请教平均数算法
输入i个x,求其平均数avg。
算法1:x+= (x-avg)/i;
算法2:sum+=x, avg=sum/i;
要求写一段代码证明即使sum不溢出,算法1也比2好。
谢过各位高人啦先~
[解决办法]
我看不出有什么区别. 我给你做了个测试.
#include<stdio.h>
#include<time.h>
int main()
{
int i ;
double x ,sum = 0,avg = 0;
srand(time(NULL));
for(i = 0; i < 1000000 ; i++)
{
x = rand()%10+1;
sum += x;
}
avg = sum/i;
printf("%lf\n",avg);
printf("time use:%lf\n",(double)clock()/CLOCKS_PER_SEC);
}
#include<stdio.h>
#include<time.h>
int main()
{
double sum = 0,avg = 0;
double x;
int i;
srand(time(NULL));
for(i = 0 ; i < 1000000; i++)
{
x = rand()%10+1;
avg += (x-avg)/(i+1);
}
printf("%lf\n",avg);
printf("time use:%lf\n",(double)clock()/CLOCKS_PER_SEC);
}
#include <stdlib.h>
#include <stdio.h>
int main()

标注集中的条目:
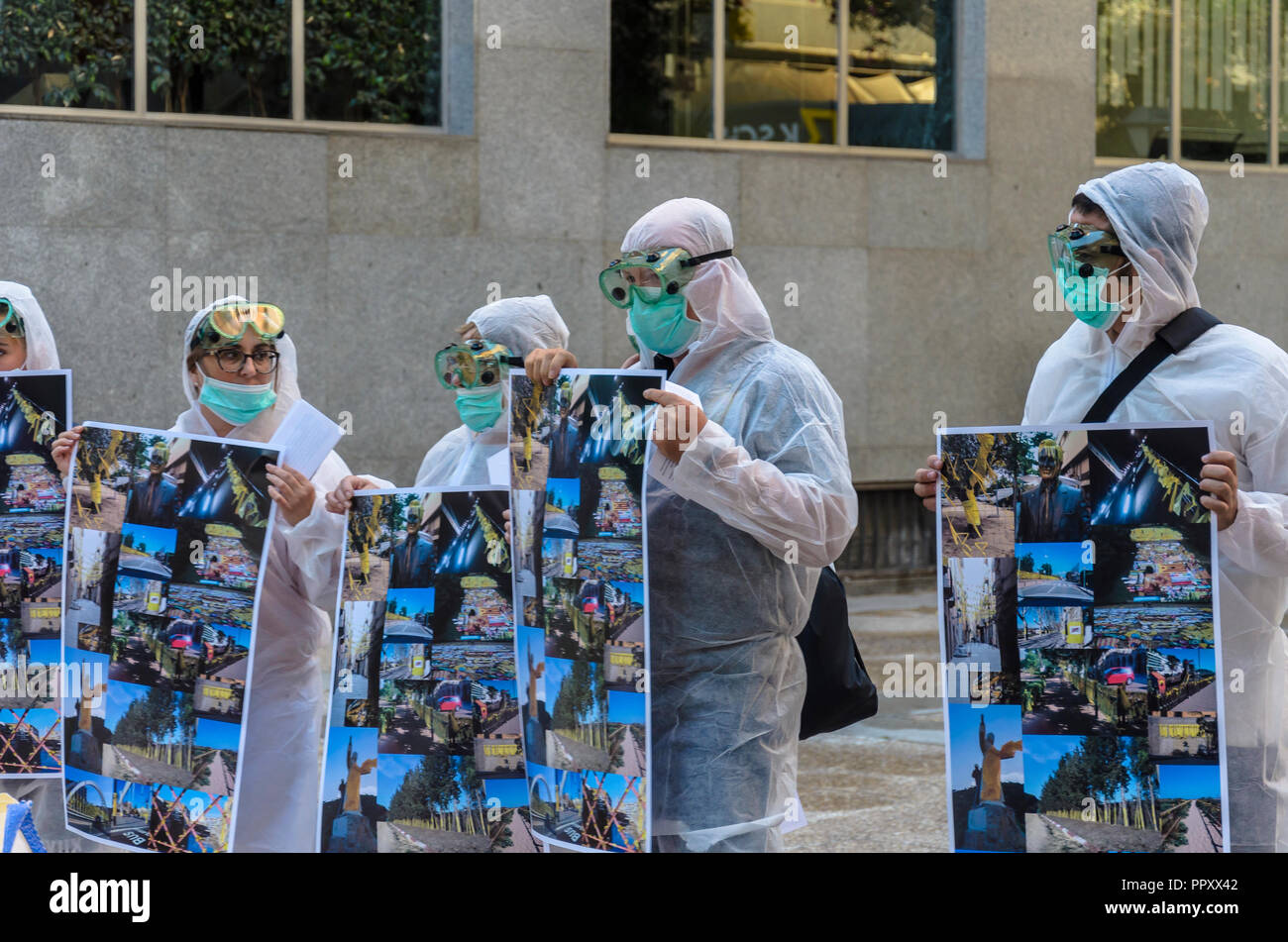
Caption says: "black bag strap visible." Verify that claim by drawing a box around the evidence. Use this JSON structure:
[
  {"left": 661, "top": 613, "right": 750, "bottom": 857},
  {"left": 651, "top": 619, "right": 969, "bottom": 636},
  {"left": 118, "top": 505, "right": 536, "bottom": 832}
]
[{"left": 1082, "top": 308, "right": 1221, "bottom": 422}]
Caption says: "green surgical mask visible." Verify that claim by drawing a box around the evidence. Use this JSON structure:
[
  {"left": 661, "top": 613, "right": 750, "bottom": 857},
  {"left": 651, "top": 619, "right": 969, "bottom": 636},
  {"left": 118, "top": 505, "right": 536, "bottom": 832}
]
[
  {"left": 630, "top": 285, "right": 702, "bottom": 357},
  {"left": 198, "top": 375, "right": 277, "bottom": 425},
  {"left": 1047, "top": 223, "right": 1128, "bottom": 331},
  {"left": 456, "top": 383, "right": 503, "bottom": 431}
]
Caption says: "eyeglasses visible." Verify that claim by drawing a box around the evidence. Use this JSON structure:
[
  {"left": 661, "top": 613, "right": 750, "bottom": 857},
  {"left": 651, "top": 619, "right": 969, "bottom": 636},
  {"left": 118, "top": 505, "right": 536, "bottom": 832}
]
[
  {"left": 599, "top": 249, "right": 733, "bottom": 308},
  {"left": 434, "top": 339, "right": 523, "bottom": 390},
  {"left": 192, "top": 304, "right": 286, "bottom": 348},
  {"left": 0, "top": 297, "right": 27, "bottom": 337},
  {"left": 206, "top": 346, "right": 280, "bottom": 375}
]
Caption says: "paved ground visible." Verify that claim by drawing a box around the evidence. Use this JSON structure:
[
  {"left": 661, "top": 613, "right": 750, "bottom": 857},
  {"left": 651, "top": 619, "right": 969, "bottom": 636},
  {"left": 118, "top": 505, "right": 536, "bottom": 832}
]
[{"left": 785, "top": 592, "right": 948, "bottom": 852}]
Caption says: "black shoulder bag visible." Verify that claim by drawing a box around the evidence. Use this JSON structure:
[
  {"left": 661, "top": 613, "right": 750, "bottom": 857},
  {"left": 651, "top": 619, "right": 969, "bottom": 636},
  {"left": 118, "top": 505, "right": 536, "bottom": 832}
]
[
  {"left": 796, "top": 567, "right": 877, "bottom": 739},
  {"left": 1082, "top": 308, "right": 1221, "bottom": 422}
]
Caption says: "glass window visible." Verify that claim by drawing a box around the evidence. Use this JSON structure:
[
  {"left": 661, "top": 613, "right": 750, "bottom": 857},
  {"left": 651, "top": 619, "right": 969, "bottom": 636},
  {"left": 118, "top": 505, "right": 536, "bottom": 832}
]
[
  {"left": 609, "top": 0, "right": 715, "bottom": 138},
  {"left": 149, "top": 0, "right": 291, "bottom": 119},
  {"left": 0, "top": 0, "right": 134, "bottom": 109},
  {"left": 724, "top": 0, "right": 837, "bottom": 145},
  {"left": 833, "top": 0, "right": 953, "bottom": 151},
  {"left": 1181, "top": 0, "right": 1270, "bottom": 163},
  {"left": 1096, "top": 0, "right": 1274, "bottom": 163},
  {"left": 610, "top": 0, "right": 953, "bottom": 150},
  {"left": 1096, "top": 0, "right": 1172, "bottom": 159},
  {"left": 304, "top": 0, "right": 443, "bottom": 125}
]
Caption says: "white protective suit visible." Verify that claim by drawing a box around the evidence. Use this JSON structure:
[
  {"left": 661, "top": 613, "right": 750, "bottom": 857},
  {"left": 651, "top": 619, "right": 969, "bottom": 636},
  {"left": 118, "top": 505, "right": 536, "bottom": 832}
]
[
  {"left": 0, "top": 282, "right": 114, "bottom": 853},
  {"left": 416, "top": 295, "right": 568, "bottom": 487},
  {"left": 1024, "top": 163, "right": 1288, "bottom": 851},
  {"left": 170, "top": 296, "right": 349, "bottom": 852},
  {"left": 622, "top": 198, "right": 858, "bottom": 851}
]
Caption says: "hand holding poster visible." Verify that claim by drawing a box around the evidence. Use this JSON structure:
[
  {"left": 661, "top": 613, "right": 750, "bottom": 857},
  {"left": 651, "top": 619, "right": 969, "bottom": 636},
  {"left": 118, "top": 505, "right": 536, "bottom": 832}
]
[
  {"left": 318, "top": 486, "right": 535, "bottom": 853},
  {"left": 63, "top": 425, "right": 278, "bottom": 853},
  {"left": 0, "top": 370, "right": 71, "bottom": 778},
  {"left": 510, "top": 369, "right": 662, "bottom": 852},
  {"left": 939, "top": 423, "right": 1227, "bottom": 853}
]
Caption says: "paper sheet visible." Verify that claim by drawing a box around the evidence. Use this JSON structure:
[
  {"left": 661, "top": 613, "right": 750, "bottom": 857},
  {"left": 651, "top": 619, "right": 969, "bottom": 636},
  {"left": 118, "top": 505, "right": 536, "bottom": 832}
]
[
  {"left": 937, "top": 422, "right": 1228, "bottom": 853},
  {"left": 0, "top": 369, "right": 72, "bottom": 779},
  {"left": 317, "top": 486, "right": 537, "bottom": 853},
  {"left": 509, "top": 369, "right": 662, "bottom": 853}
]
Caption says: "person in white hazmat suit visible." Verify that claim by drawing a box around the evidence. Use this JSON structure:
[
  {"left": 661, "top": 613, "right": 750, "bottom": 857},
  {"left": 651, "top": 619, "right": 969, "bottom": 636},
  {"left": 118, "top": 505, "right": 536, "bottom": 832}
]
[
  {"left": 527, "top": 198, "right": 858, "bottom": 852},
  {"left": 59, "top": 296, "right": 348, "bottom": 852},
  {"left": 0, "top": 282, "right": 125, "bottom": 853},
  {"left": 326, "top": 295, "right": 568, "bottom": 513},
  {"left": 914, "top": 162, "right": 1288, "bottom": 851}
]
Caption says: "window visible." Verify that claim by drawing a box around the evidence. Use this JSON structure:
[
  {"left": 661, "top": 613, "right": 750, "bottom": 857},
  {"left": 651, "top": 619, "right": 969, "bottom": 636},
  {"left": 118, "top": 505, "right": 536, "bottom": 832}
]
[
  {"left": 0, "top": 0, "right": 136, "bottom": 109},
  {"left": 0, "top": 0, "right": 445, "bottom": 126},
  {"left": 1096, "top": 0, "right": 1284, "bottom": 166},
  {"left": 610, "top": 0, "right": 953, "bottom": 151}
]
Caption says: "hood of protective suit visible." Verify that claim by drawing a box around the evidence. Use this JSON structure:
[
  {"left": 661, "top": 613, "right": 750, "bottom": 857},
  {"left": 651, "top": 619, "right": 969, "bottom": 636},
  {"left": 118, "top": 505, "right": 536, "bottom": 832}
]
[
  {"left": 0, "top": 282, "right": 58, "bottom": 369},
  {"left": 467, "top": 295, "right": 568, "bottom": 357},
  {"left": 174, "top": 295, "right": 300, "bottom": 442},
  {"left": 622, "top": 197, "right": 774, "bottom": 382},
  {"left": 1076, "top": 162, "right": 1208, "bottom": 357},
  {"left": 416, "top": 295, "right": 568, "bottom": 487}
]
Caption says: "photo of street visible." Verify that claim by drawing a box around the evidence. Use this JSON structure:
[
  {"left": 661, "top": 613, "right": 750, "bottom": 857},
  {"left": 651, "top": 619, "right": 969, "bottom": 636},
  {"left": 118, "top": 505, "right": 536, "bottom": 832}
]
[
  {"left": 939, "top": 433, "right": 1020, "bottom": 559},
  {"left": 69, "top": 426, "right": 137, "bottom": 533},
  {"left": 1095, "top": 524, "right": 1212, "bottom": 605},
  {"left": 1015, "top": 543, "right": 1094, "bottom": 606},
  {"left": 545, "top": 655, "right": 612, "bottom": 773}
]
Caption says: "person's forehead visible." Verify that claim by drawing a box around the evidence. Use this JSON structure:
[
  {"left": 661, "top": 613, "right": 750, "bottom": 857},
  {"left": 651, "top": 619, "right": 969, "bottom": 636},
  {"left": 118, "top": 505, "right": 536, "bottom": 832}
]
[{"left": 1069, "top": 201, "right": 1115, "bottom": 232}]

* [任务目标 1]
阅读选段中的回帖者为什么要给出测试程序?请依据选段作答。
* [任务目标 2]
阅读选段的测试程序中,for 循环的终止条件是什么?

* [练习答案 1]
回帖者看不出两种求平均数的算法有什么区别,所以写了测试程序来做比较。

* [练习答案 2]
终止条件是 i < 1000000,循环共执行 1000000 次。